## What is needed
The lines to be copied run from the one containing "Each instance of the gray" to the end of the material below; reproduce them exactly, including both ends, and nothing more.

## Material for the task
>> START

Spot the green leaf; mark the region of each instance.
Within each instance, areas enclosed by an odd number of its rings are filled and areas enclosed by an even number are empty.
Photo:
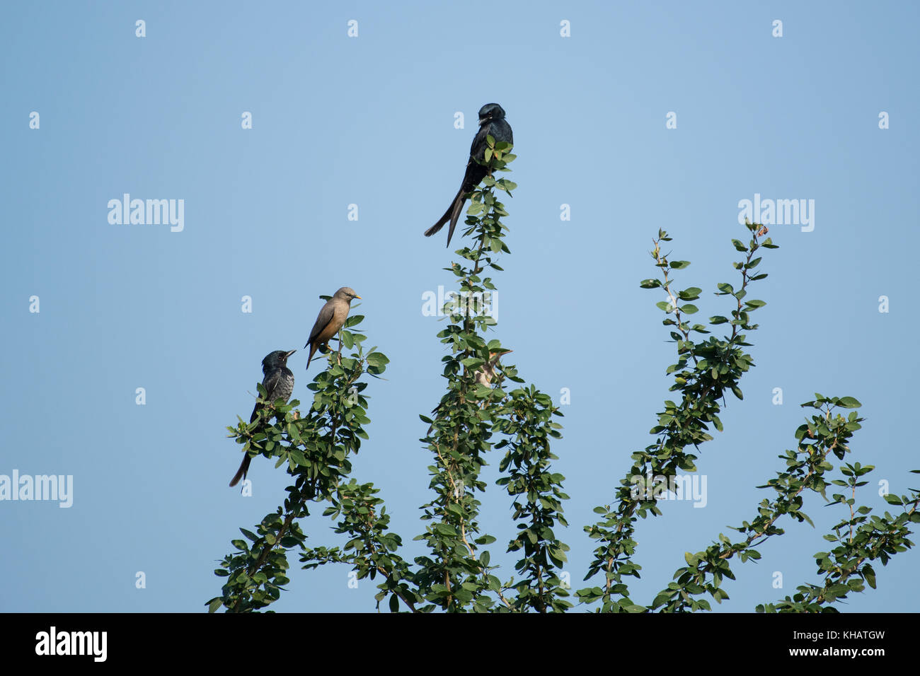
[[[382,367],[390,362],[390,360],[383,352],[371,352],[366,359],[367,363],[371,366]]]

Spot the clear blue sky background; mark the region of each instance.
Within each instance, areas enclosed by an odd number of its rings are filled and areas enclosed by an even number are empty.
[[[728,314],[711,292],[734,283],[738,201],[755,192],[813,199],[814,231],[771,228],[781,248],[753,292],[768,303],[752,335],[757,367],[700,453],[708,504],[670,501],[640,523],[634,599],[650,602],[684,551],[755,514],[767,493],[754,487],[784,466],[776,455],[815,391],[863,402],[853,459],[877,466],[863,498],[884,510],[880,479],[897,493],[920,484],[908,474],[920,467],[918,18],[909,3],[5,4],[0,474],[73,475],[75,496],[67,510],[0,503],[0,610],[202,612],[237,528],[287,483],[256,459],[253,497],[227,487],[240,455],[224,426],[251,410],[262,357],[302,348],[317,296],[343,285],[364,297],[368,342],[392,360],[368,390],[371,441],[354,475],[381,488],[405,554],[422,551],[418,414],[442,395],[443,325],[422,315],[421,296],[454,278],[443,233],[421,233],[456,190],[490,101],[514,129],[520,185],[495,337],[528,381],[557,401],[571,392],[555,452],[575,588],[592,546],[581,526],[668,397],[661,298],[638,288],[655,271],[651,237],[666,228],[693,262],[679,283],[706,291],[699,316]],[[184,232],[109,224],[107,202],[125,192],[184,199]],[[301,399],[318,372],[305,364],[301,349]],[[840,512],[815,498],[818,529],[783,522],[759,564],[735,564],[718,610],[753,611],[819,579],[812,555]],[[482,518],[506,578],[510,503],[493,487]],[[341,543],[314,511],[310,543]],[[915,610],[918,562],[912,550],[877,566],[879,590],[845,609]],[[292,569],[278,611],[374,609],[375,584],[349,589],[346,567],[303,571],[293,557]]]

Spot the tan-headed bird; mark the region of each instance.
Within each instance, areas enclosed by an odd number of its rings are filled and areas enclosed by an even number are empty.
[[[500,352],[493,352],[489,350],[489,354],[492,357],[489,361],[484,363],[478,369],[477,369],[476,373],[473,375],[473,380],[481,385],[486,385],[487,387],[492,386],[492,380],[495,379],[495,367],[499,365],[499,360],[501,359],[503,355],[509,352],[513,352],[513,349],[506,349]]]
[[[306,368],[310,368],[310,361],[316,349],[320,345],[326,345],[345,324],[349,310],[351,309],[351,301],[355,298],[360,299],[361,296],[354,292],[354,289],[343,286],[333,293],[332,298],[323,305],[323,309],[316,316],[316,323],[313,325],[313,330],[310,331],[310,338],[307,338],[306,345],[304,346],[305,348],[310,347],[310,356],[306,358]]]

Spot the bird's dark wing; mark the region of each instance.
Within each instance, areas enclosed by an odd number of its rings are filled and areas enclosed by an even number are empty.
[[[335,305],[333,305],[332,301],[328,301],[323,309],[319,311],[318,316],[316,316],[316,323],[313,325],[313,329],[310,331],[310,338],[306,340],[306,345],[309,345],[316,337],[322,333],[323,329],[328,326],[329,322],[332,321],[332,316],[336,314]],[[306,345],[304,347],[305,348]]]
[[[473,143],[469,146],[469,156],[478,157],[480,160],[484,159],[486,156],[486,137],[492,133],[492,123],[486,122],[484,125],[479,127],[479,131],[476,132],[476,136],[473,137]]]
[[[265,380],[262,381],[262,387],[265,388],[265,400],[274,401],[282,395],[278,392],[279,384],[284,378],[284,370],[276,369],[270,373],[265,376]]]

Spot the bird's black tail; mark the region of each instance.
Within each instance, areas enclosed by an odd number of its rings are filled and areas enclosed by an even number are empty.
[[[466,201],[464,199],[463,189],[454,196],[454,201],[451,205],[447,207],[447,211],[444,212],[444,215],[438,219],[438,222],[434,223],[431,227],[425,231],[425,236],[431,237],[436,232],[441,230],[444,226],[444,223],[448,221],[451,222],[450,230],[447,231],[447,246],[451,246],[451,237],[454,236],[454,228],[456,227],[457,220],[460,218],[460,212],[463,209],[464,202]]]
[[[249,463],[252,462],[252,458],[249,457],[248,452],[246,453],[246,457],[243,458],[243,462],[239,464],[239,469],[236,470],[236,474],[233,475],[230,479],[230,487],[233,487],[239,483],[240,479],[245,479],[246,475],[249,472]]]

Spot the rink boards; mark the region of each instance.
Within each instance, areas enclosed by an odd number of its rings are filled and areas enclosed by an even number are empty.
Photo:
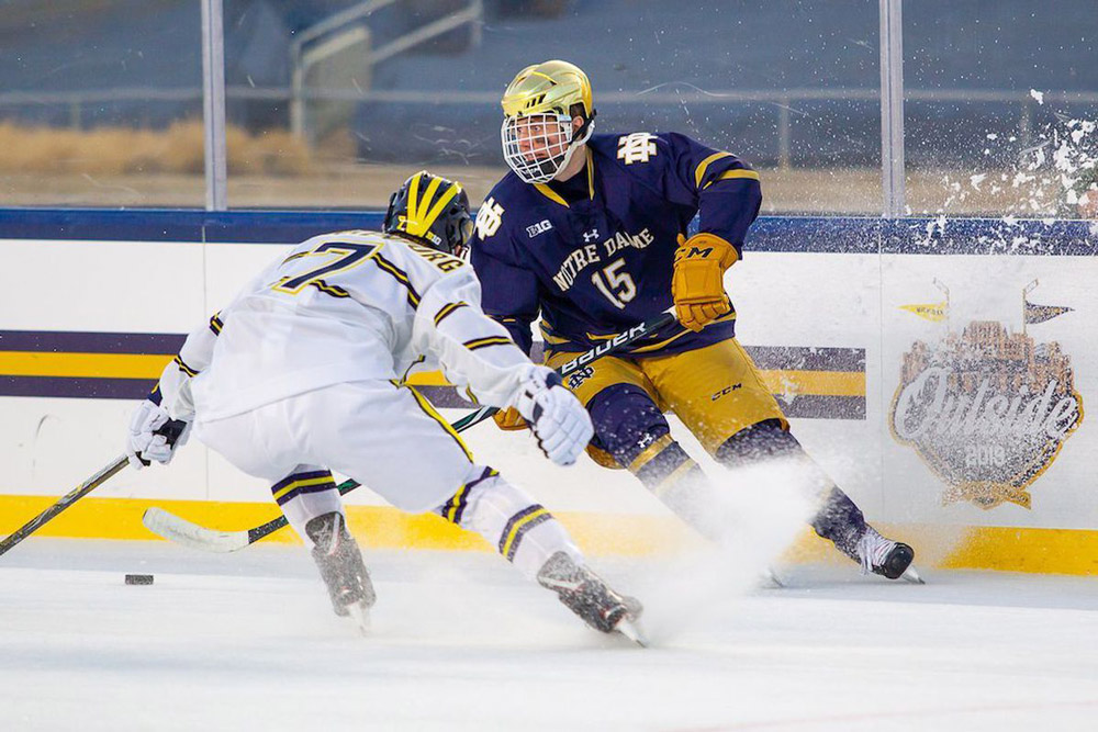
[[[0,533],[121,451],[133,401],[183,334],[278,255],[271,245],[379,224],[377,214],[0,212]],[[1095,574],[1096,248],[1098,230],[1077,222],[771,217],[727,285],[739,339],[796,435],[874,522],[901,527],[950,566]],[[464,413],[440,379],[421,383],[448,417]],[[490,425],[466,437],[593,551],[684,540],[623,471],[584,459],[565,472]],[[347,500],[372,545],[479,547],[366,489]],[[277,515],[267,486],[192,443],[167,469],[122,473],[44,532],[148,538],[147,505],[226,529]],[[800,549],[815,556],[819,542]]]

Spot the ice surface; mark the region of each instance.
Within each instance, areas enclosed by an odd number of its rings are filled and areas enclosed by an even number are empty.
[[[367,560],[380,599],[362,639],[300,547],[32,538],[0,560],[0,725],[1095,729],[1094,578],[931,572],[916,586],[803,566],[786,589],[743,592],[703,558],[595,560],[648,606],[641,650],[491,554]],[[126,586],[127,572],[156,584]]]

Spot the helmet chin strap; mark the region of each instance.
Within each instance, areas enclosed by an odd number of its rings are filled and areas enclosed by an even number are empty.
[[[568,167],[568,164],[572,161],[572,156],[575,155],[575,151],[580,148],[580,146],[591,139],[591,133],[594,132],[595,128],[594,116],[595,114],[592,112],[591,119],[589,119],[580,128],[582,134],[568,144],[568,150],[564,151],[564,159],[560,161],[560,167],[557,168],[557,172],[553,173],[552,180],[558,180],[557,176],[559,176],[561,171]]]

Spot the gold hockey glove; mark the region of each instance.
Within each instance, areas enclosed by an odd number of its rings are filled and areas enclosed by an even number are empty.
[[[736,248],[716,234],[695,234],[688,239],[679,235],[671,296],[680,323],[696,333],[732,309],[724,278],[737,259]]]
[[[523,419],[523,415],[518,414],[518,409],[515,407],[507,407],[506,409],[500,409],[494,415],[492,419],[495,420],[495,426],[502,430],[511,431],[514,429],[526,429],[526,420]]]

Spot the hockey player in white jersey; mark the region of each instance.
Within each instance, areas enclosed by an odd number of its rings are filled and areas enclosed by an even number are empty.
[[[472,232],[464,191],[421,171],[393,194],[383,228],[293,247],[190,334],[134,412],[131,461],[167,463],[193,430],[270,481],[339,615],[363,617],[374,592],[330,471],[480,533],[593,628],[635,634],[639,603],[592,573],[552,515],[477,463],[403,383],[412,367],[437,361],[479,402],[517,408],[560,465],[592,436],[559,376],[481,312],[480,284],[460,259]]]

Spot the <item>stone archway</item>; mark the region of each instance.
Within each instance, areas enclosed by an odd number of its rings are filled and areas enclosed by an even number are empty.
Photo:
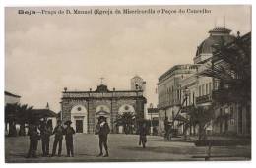
[[[119,107],[118,109],[118,114],[122,115],[125,112],[130,112],[130,113],[135,113],[135,109],[132,105],[130,104],[123,104]]]
[[[75,105],[71,109],[72,127],[77,133],[88,133],[88,111],[84,105]]]
[[[135,114],[135,109],[130,104],[123,104],[118,109],[118,115],[122,115],[123,113],[133,113],[133,114]],[[117,132],[118,133],[124,133],[124,127],[123,126],[117,126]]]

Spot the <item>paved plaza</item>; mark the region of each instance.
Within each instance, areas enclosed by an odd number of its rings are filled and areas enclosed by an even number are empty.
[[[50,141],[52,149],[53,137]],[[5,139],[6,162],[107,162],[107,161],[200,161],[195,158],[206,155],[206,147],[196,147],[193,142],[178,139],[163,140],[159,136],[148,136],[147,147],[138,145],[138,135],[110,134],[107,158],[96,157],[98,138],[93,134],[74,136],[75,157],[66,157],[65,140],[61,157],[41,157],[41,141],[38,144],[38,158],[25,158],[29,147],[29,137],[7,137]],[[211,160],[249,160],[251,146],[213,147],[212,155],[222,155]]]

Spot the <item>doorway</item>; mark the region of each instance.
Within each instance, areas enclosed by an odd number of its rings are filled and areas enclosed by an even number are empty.
[[[76,132],[83,133],[83,120],[76,120]]]

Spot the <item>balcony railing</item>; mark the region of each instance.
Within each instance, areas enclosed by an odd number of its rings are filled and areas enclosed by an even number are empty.
[[[213,91],[213,100],[220,103],[238,102],[243,100],[243,95],[237,96],[234,90],[221,88]]]
[[[212,101],[212,95],[211,94],[196,97],[196,103],[197,104],[207,103],[207,102],[211,102],[211,101]]]
[[[183,106],[181,113],[190,113],[194,109],[194,105]]]

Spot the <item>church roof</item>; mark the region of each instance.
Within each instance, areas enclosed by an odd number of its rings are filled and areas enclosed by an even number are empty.
[[[96,92],[109,92],[107,85],[100,84],[97,85]]]
[[[58,114],[49,109],[32,109],[32,114],[37,118],[57,117]]]
[[[5,91],[5,95],[9,95],[9,96],[12,96],[12,97],[21,98],[20,95],[15,95],[15,94],[13,94],[13,93],[11,93],[11,92],[8,92],[8,91]]]
[[[206,38],[197,48],[196,57],[200,54],[213,53],[213,45],[221,44],[222,42],[229,43],[232,42],[235,37],[230,35],[231,30],[224,27],[216,27],[210,30],[210,36]]]

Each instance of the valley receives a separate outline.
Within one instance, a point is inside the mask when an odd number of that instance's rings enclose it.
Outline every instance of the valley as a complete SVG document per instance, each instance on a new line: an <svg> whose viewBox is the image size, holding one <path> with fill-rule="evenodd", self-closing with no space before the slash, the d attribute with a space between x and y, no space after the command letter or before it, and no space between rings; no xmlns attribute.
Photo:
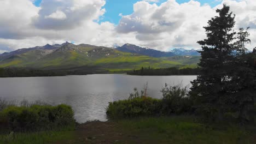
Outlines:
<svg viewBox="0 0 256 144"><path fill-rule="evenodd" d="M130 47L129 47L130 46ZM154 68L196 67L200 57L177 56L146 49L133 45L125 44L117 49L88 44L62 44L21 49L0 55L0 68L26 68L42 70L80 70L94 67L97 71L123 73L139 69L142 67ZM142 50L144 50L143 52Z"/></svg>

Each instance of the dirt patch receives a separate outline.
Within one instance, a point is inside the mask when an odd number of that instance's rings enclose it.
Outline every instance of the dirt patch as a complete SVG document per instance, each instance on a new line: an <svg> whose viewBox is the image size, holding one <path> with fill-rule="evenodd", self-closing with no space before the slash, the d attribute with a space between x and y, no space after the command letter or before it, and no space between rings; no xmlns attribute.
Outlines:
<svg viewBox="0 0 256 144"><path fill-rule="evenodd" d="M74 132L75 140L57 143L140 143L135 135L122 133L117 124L111 122L89 122L79 125Z"/></svg>

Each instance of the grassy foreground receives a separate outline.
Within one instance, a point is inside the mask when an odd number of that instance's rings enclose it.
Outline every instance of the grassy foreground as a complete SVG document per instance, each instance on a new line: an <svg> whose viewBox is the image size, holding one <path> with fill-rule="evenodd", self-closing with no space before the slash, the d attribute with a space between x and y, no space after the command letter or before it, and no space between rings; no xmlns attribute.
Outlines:
<svg viewBox="0 0 256 144"><path fill-rule="evenodd" d="M47 131L37 133L13 133L0 135L0 143L55 143L58 141L74 139L74 131Z"/></svg>
<svg viewBox="0 0 256 144"><path fill-rule="evenodd" d="M88 122L74 131L14 134L13 140L0 143L245 144L255 143L255 130L253 127L202 124L188 116L141 117Z"/></svg>

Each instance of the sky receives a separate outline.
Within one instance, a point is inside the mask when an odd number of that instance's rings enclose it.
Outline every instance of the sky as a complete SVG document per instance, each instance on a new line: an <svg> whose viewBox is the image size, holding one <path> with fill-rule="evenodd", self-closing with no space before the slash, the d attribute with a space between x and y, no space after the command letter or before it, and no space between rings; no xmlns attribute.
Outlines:
<svg viewBox="0 0 256 144"><path fill-rule="evenodd" d="M247 46L255 47L255 0L1 0L0 53L66 41L198 49L203 27L223 4L236 14L235 31L250 27Z"/></svg>

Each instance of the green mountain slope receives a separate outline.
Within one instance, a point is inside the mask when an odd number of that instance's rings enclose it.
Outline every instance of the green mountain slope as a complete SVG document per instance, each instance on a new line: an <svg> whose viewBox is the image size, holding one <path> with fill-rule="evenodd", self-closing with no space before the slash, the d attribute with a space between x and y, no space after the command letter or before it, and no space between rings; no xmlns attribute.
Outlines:
<svg viewBox="0 0 256 144"><path fill-rule="evenodd" d="M194 57L154 58L123 52L116 49L86 44L67 43L56 49L36 49L0 61L0 67L28 67L42 69L96 67L110 71L139 69L150 65L166 68L193 64ZM197 59L197 58L195 59Z"/></svg>

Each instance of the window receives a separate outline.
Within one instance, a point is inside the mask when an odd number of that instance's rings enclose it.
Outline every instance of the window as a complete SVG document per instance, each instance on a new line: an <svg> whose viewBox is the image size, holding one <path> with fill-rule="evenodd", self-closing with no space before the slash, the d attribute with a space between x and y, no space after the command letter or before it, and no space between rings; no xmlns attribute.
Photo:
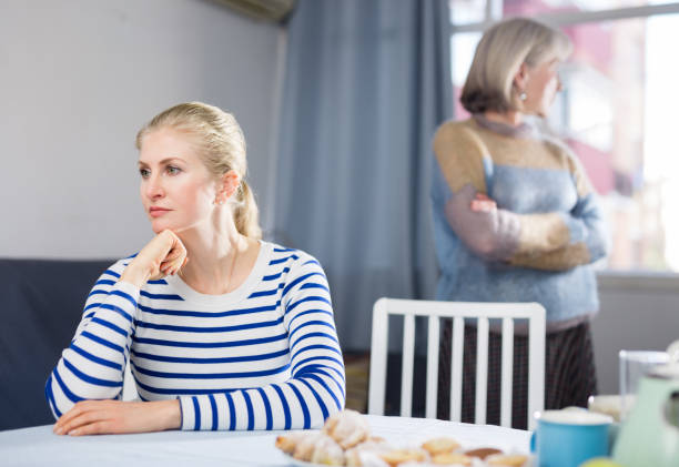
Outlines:
<svg viewBox="0 0 679 467"><path fill-rule="evenodd" d="M511 16L559 27L574 43L548 125L601 196L612 244L606 267L679 272L679 2L450 0L456 98L483 30ZM458 99L455 112L467 115Z"/></svg>

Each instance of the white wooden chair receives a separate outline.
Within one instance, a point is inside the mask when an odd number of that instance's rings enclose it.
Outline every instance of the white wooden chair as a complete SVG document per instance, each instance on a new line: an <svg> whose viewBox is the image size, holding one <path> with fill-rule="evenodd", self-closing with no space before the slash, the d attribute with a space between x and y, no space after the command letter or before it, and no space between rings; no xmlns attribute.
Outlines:
<svg viewBox="0 0 679 467"><path fill-rule="evenodd" d="M500 425L511 426L511 378L514 362L514 319L528 319L528 428L533 414L545 404L545 308L537 303L466 303L379 298L373 307L373 337L368 389L368 414L383 415L388 315L403 315L403 370L401 379L401 415L411 416L413 402L413 362L415 316L428 317L427 379L425 416L436 417L438 389L439 321L453 318L453 354L450 357L450 419L460 420L463 348L465 318L477 319L475 423L486 423L488 382L488 331L490 318L501 319L501 399Z"/></svg>

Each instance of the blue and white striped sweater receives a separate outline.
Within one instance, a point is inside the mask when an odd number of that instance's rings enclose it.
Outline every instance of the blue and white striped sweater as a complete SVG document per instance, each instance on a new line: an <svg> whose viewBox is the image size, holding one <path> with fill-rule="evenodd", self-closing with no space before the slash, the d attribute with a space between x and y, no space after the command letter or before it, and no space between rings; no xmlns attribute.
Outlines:
<svg viewBox="0 0 679 467"><path fill-rule="evenodd" d="M59 417L81 399L120 398L128 357L143 400L179 397L182 429L291 429L342 409L345 380L330 290L306 253L262 242L247 280L204 295L181 278L141 291L94 284L71 345L45 385Z"/></svg>

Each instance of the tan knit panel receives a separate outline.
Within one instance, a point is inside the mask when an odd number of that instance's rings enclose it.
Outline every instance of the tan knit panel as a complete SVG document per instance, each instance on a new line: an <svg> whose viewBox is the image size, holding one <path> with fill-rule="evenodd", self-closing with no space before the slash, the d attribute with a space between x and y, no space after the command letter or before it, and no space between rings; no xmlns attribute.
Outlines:
<svg viewBox="0 0 679 467"><path fill-rule="evenodd" d="M589 250L584 243L576 243L549 253L514 255L509 263L514 266L543 271L567 271L591 262Z"/></svg>
<svg viewBox="0 0 679 467"><path fill-rule="evenodd" d="M486 193L483 158L488 151L466 122L446 122L434 135L434 153L453 193L472 184Z"/></svg>

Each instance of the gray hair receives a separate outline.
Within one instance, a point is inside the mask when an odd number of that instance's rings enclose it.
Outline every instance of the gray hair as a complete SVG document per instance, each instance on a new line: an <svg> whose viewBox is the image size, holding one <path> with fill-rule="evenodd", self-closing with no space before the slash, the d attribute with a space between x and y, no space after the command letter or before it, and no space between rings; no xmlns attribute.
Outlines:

>> END

## Finished task
Each instance of the gray hair receives a separate outline.
Within one instance, a point is inside the mask when an odd number of that instance's rings enclose it.
Outline every instance of the gray hair as a complete SVG document per instance, each instance on a new line: an <svg> whose viewBox is the image size, holding one <path> with fill-rule="evenodd", self-closing with no space before the slash, the d attribute with a space between x and y, no space after the command letter or before it, and no space between rings; no xmlns attribute.
Outlines:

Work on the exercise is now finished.